>> Start SUPPLIED TEXT

I was three seminary degrees in before I heard of Melania the Elder.[1] I suspect many of you have no clue who she is, either. So, let’s get to know her. She is one of the women who left us a legacy of powerful, wealthy, educated women who influenced and shaped early Christianity.

She was born in Spain in the 3rd century. She married at around fourteen or sixteen and moved with her husband to the suburbs of Rome. By age twenty-two, her husband and two out of three sons passed away. She converted to Christianity in Rome and shortly left her only living son, Valerius Publicola, with a guardian as she set off to visit the monks of Nitria.[2]

Melania stayed with the monks for six months and continued to use her wealth to support them financially even through a time of persecution. Her reputation among the monks was as a woman who excelled in virtue and was dubbed a “female man of God.”[3] Later, she moved to Jerusalem, founded a monastery, and died in old age in the Holy Land.

How do we help posture ourselves to hear and receive from women’s stories like Melania, the Elder? First, we need to draw a picture (context) of what the early Church was like. The Church was in its infancy, in process, developing, messy, fluid, in liminality. The picture isn’t a formalized religion or mega-church world, but small bands of people scattered throughout Palestine and the Greco-Roman world. It was composed of different people groups (Jew/ gentile, slave/ free, male/ female, literate/ illiterate) trying to figure out how to live out a new way of living as individuals (2 Cor. 5:17, 3:18) in community (Gal. 3:28) and in society at large (Mk. 1:1-14).

Although these groups might have had some Gospel writings, they also relied on others not included in our canon. Different groups had different collections that carried different weights within different communities. They didn’t have the Bible as we know it today. In 395, Emperor Theodosius legalized Christianity. The church shifted from small bands in homes to buildings in the public square. Structure and systems were established. Saint Jerome was commissioned to produce an acceptable Latin version of the Bible from the various translations.

And now, instead of asceticism being defined by martyrdom (think of Perpetua’s story), it was marked by powerful patrons.

“Patronage was the backbone of the informal social system of cohesion among men, providing means for political and social advancement as well as economic benefits … elite women were actively, though indirectly, involved in politics.”[4]

Patrons were the financial, intellectual, and social power that shaped the early Church doctrines and practices.

>> End SUPPLIED TEXT
>> Start MATERIAL

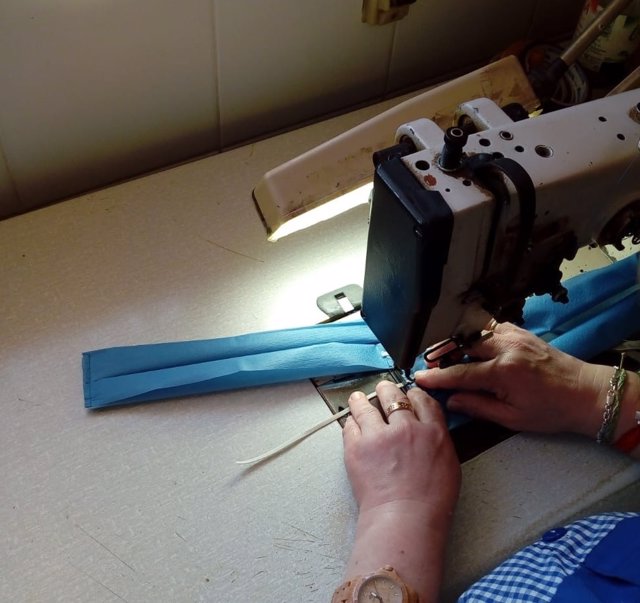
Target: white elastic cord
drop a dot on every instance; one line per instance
(293, 441)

>> End MATERIAL

# WRITTEN EXERCISE A
In the Melania the Elder piece:
(i) In what country was Melania born?
(ii) How long did she stay with the monks of Nitria?
(iii) Who was commissioned to produce an acceptable Latin version of the Bible?
# WRITTEN EXERCISE B
Retype the part of the Melania the Elder piece that begins at the words "Although these groups" and stops after "the various translations.".
Answer from the Melania the Elder piece alone, without drawing on the listing.

# RIGHT ANSWER A
(i) Spain
(ii) Six months
(iii) Saint Jerome

# RIGHT ANSWER B
Although these groups might have had some Gospel writings, they also relied on others not included in our canon. Different groups had different collections that carried different weights within different communities. They didn’t have the Bible as we know it today. In 395, Emperor Theodosius legalized Christianity. The church shifted from small bands in homes to buildings in the public square. Structure and systems were established. Saint Jerome was commissioned to produce an acceptable Latin version of the Bible from the various translations.